Transcribe all of the entries, matching each one exactly.

Given records
□ □ □ □ □ □ □

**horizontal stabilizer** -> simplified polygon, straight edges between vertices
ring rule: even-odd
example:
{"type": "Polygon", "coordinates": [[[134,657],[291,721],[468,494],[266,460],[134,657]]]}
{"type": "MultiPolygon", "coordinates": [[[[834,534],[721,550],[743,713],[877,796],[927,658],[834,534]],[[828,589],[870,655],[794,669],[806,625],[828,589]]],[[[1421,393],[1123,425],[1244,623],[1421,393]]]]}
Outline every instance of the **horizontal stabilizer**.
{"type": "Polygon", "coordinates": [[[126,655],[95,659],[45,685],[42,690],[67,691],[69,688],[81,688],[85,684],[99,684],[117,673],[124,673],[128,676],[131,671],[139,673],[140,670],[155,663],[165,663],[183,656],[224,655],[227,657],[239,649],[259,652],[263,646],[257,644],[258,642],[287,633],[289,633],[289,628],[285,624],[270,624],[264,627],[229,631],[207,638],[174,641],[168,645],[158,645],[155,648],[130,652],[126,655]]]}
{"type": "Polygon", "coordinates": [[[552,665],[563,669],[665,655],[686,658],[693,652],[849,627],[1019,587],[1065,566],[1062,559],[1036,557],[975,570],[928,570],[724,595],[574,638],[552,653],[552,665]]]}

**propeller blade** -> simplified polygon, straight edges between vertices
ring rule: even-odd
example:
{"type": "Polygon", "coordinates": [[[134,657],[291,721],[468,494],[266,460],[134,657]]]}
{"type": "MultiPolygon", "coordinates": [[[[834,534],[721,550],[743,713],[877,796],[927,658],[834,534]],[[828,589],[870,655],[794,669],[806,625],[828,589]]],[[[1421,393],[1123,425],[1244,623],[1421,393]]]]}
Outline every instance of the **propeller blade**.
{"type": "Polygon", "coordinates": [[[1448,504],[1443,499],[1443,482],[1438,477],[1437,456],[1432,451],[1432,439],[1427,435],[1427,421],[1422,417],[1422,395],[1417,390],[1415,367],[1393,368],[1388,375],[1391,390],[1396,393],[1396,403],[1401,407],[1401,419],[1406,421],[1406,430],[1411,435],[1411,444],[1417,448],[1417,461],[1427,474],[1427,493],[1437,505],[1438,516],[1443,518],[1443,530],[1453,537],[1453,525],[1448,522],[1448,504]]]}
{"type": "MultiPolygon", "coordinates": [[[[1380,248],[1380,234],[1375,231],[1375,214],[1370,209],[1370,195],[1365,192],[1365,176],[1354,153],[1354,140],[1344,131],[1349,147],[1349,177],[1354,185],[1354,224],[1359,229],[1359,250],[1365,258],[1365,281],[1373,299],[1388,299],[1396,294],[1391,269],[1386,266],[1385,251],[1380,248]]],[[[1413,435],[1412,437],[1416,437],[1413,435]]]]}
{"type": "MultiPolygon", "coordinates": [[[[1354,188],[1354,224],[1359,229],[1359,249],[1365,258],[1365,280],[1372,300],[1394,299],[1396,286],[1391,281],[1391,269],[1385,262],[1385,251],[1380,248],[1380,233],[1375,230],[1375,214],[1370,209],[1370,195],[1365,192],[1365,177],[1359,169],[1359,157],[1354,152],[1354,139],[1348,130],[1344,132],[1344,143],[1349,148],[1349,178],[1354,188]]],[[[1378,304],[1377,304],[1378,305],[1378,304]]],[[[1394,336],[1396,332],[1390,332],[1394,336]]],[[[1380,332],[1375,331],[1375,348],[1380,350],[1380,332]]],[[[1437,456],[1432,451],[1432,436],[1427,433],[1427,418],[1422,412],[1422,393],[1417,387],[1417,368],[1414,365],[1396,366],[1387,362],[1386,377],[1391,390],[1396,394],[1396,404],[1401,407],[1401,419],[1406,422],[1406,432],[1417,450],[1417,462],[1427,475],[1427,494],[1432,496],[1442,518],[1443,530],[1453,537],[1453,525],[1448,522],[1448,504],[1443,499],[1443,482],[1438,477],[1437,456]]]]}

□ □ □ □ □ □ □

Solution for this exercise
**horizontal stabilizer** -> simplified polygon, straight edges between vertices
ring rule: even-odd
example:
{"type": "Polygon", "coordinates": [[[134,657],[291,721],[468,494],[266,460],[134,657]]]}
{"type": "MultiPolygon", "coordinates": [[[[834,534],[721,550],[743,713],[877,796],[927,658],[834,534]],[[828,589],[870,655],[794,669],[806,625],[828,589]]],[[[1421,393],[1123,425],[1244,623],[1421,393]]]]}
Outline every instance of the **horizontal stabilizer**.
{"type": "Polygon", "coordinates": [[[126,655],[95,659],[45,685],[42,690],[67,691],[69,688],[81,688],[85,684],[99,684],[117,673],[124,673],[128,676],[131,671],[139,673],[140,670],[155,663],[165,663],[183,656],[224,655],[227,657],[239,649],[259,652],[263,646],[257,644],[258,642],[287,633],[289,633],[289,628],[285,624],[270,624],[264,627],[229,631],[207,638],[174,641],[168,645],[158,645],[155,648],[130,652],[126,655]]]}
{"type": "Polygon", "coordinates": [[[552,665],[563,669],[665,655],[686,658],[693,652],[849,627],[1019,587],[1065,566],[1062,559],[1036,557],[975,570],[928,570],[724,595],[574,638],[552,653],[552,665]]]}

**propeller blade** -> simplified polygon, straight edges between vertices
ring rule: even-odd
example:
{"type": "Polygon", "coordinates": [[[134,657],[291,721],[468,494],[266,460],[134,657]]]}
{"type": "MultiPolygon", "coordinates": [[[[834,534],[721,550],[743,713],[877,796],[927,658],[834,534]],[[828,589],[870,655],[794,669],[806,625],[828,589]]],[[[1421,393],[1123,425],[1244,623],[1421,393]]]]}
Outline every instance of the **propeller blade**.
{"type": "Polygon", "coordinates": [[[1448,504],[1443,499],[1443,482],[1438,477],[1437,456],[1432,451],[1432,439],[1427,435],[1427,421],[1422,417],[1422,395],[1417,390],[1415,367],[1393,368],[1388,375],[1391,390],[1396,393],[1396,403],[1401,407],[1401,419],[1406,421],[1406,430],[1411,435],[1411,444],[1417,448],[1417,461],[1427,474],[1427,493],[1437,505],[1438,516],[1443,518],[1443,530],[1453,537],[1453,525],[1448,522],[1448,504]]]}
{"type": "MultiPolygon", "coordinates": [[[[1380,248],[1380,234],[1375,231],[1375,214],[1370,209],[1370,195],[1365,192],[1365,176],[1354,153],[1354,140],[1344,131],[1349,147],[1349,177],[1354,185],[1354,224],[1359,229],[1359,250],[1365,258],[1365,281],[1373,299],[1388,299],[1396,294],[1391,269],[1386,266],[1385,251],[1380,248]]],[[[1413,435],[1412,437],[1416,437],[1413,435]]]]}
{"type": "MultiPolygon", "coordinates": [[[[1354,188],[1354,224],[1359,229],[1359,249],[1365,258],[1365,280],[1372,300],[1394,299],[1396,286],[1391,281],[1391,269],[1385,262],[1385,251],[1380,248],[1380,233],[1375,230],[1375,214],[1370,209],[1370,195],[1365,192],[1365,177],[1359,169],[1359,157],[1354,152],[1354,139],[1348,130],[1344,132],[1344,143],[1349,148],[1349,178],[1354,188]]],[[[1378,304],[1377,304],[1378,305],[1378,304]]],[[[1394,336],[1396,332],[1390,332],[1394,336]]],[[[1380,332],[1375,331],[1375,348],[1380,350],[1380,332]]],[[[1437,456],[1432,451],[1432,436],[1427,433],[1427,418],[1422,412],[1422,393],[1417,387],[1417,368],[1414,365],[1396,366],[1387,362],[1386,377],[1391,390],[1396,394],[1396,404],[1401,407],[1401,419],[1406,422],[1406,432],[1417,450],[1417,462],[1427,475],[1427,494],[1432,496],[1442,518],[1443,530],[1453,537],[1453,525],[1448,522],[1448,504],[1443,499],[1443,482],[1438,477],[1437,456]]]]}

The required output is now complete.